■ Votre objectif ■
Dans le texte fourni, condensez le paragraphe qui commence par « 323(1) Responsabilité des administrateurs » en une version plus courte qui garde ses faits essentiels.

■ Texte fourni ■
────────────────────
DISPOSITIONS LÉGISLATIVES

[20] Les dispositions pertinentes de la Loi sur la taxe d'accise (la “ Loi ”) sont les suivantes :

228(1) Calcul de la taxe nette — La personne tenue de produire une déclaration en application de la présente section doit y calculer sa taxe nette pour la période de déclaration qui y est visée.

(2) Versement — La personne doit verser au receveur général, au plus tard le jour où la déclaration doit être produite, le montant positif de sa taxe nette pour la période de déclaration qui y est visée.

[...]

323(1) Responsabilité des administrateurs — Les administrateurs de la personne morale au moment où elle était tenue de verser une taxe nette comme l'exige le paragraphe 228(2), sont, en cas de défaut par la personne morale, solidairement tenus, avec cette dernière, de payer cette taxe ainsi que les intérêts et pénalités y afférents.
────────────────────
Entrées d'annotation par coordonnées
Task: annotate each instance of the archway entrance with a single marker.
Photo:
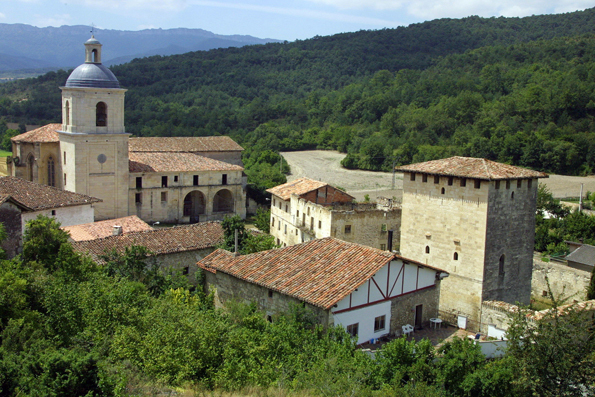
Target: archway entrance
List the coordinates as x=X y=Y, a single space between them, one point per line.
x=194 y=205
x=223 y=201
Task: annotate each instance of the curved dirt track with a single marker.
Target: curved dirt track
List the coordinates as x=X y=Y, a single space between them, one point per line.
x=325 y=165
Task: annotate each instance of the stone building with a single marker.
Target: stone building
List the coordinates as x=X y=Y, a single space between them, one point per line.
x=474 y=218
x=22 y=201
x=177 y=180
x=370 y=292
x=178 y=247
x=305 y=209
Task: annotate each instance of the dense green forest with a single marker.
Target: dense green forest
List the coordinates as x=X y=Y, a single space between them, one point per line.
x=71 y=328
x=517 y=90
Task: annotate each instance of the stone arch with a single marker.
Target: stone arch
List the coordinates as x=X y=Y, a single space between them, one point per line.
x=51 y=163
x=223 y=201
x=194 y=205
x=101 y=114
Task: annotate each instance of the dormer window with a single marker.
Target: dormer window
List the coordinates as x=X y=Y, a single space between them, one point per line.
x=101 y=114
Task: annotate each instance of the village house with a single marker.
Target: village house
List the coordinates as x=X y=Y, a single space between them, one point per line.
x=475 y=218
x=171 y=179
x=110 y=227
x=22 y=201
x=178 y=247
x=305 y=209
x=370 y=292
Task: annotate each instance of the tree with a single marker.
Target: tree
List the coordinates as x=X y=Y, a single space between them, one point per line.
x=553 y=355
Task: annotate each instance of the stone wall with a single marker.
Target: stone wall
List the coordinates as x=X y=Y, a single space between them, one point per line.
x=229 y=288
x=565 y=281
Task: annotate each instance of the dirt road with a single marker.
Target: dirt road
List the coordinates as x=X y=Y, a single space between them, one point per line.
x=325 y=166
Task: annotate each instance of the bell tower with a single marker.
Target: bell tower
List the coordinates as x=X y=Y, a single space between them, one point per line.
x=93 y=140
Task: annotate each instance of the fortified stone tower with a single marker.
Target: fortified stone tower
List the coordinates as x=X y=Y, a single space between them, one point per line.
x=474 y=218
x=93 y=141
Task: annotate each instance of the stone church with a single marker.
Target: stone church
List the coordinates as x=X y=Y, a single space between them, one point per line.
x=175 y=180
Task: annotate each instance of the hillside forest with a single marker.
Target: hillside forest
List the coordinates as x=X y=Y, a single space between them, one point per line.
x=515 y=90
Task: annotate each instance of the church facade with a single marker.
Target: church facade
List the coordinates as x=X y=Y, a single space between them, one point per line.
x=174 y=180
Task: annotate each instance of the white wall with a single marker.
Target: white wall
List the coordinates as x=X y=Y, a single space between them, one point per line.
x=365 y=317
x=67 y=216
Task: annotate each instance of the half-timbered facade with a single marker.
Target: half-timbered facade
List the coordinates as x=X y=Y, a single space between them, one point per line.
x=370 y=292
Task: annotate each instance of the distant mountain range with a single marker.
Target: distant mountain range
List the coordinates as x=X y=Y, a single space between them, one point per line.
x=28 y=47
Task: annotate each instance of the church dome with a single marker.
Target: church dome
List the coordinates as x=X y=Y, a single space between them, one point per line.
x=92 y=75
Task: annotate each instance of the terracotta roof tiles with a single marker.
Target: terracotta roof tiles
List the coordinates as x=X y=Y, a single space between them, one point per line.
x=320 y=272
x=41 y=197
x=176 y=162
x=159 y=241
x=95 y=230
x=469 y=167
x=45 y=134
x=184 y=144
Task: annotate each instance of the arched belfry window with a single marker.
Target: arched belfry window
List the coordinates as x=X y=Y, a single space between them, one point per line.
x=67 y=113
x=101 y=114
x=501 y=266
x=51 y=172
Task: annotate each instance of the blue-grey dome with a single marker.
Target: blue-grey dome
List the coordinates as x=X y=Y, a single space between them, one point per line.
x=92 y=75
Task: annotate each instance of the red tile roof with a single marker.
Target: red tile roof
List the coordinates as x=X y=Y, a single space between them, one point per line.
────────────────────
■ Corrigé de l'exercice ■
Si la personne morale ne verse pas la taxe nette exigée au paragraphe 228(2), ses administrateurs en poste au moment où ce versement était dû sont solidairement tenus, avec elle, de payer cette taxe ainsi que les intérêts et pénalités afférents.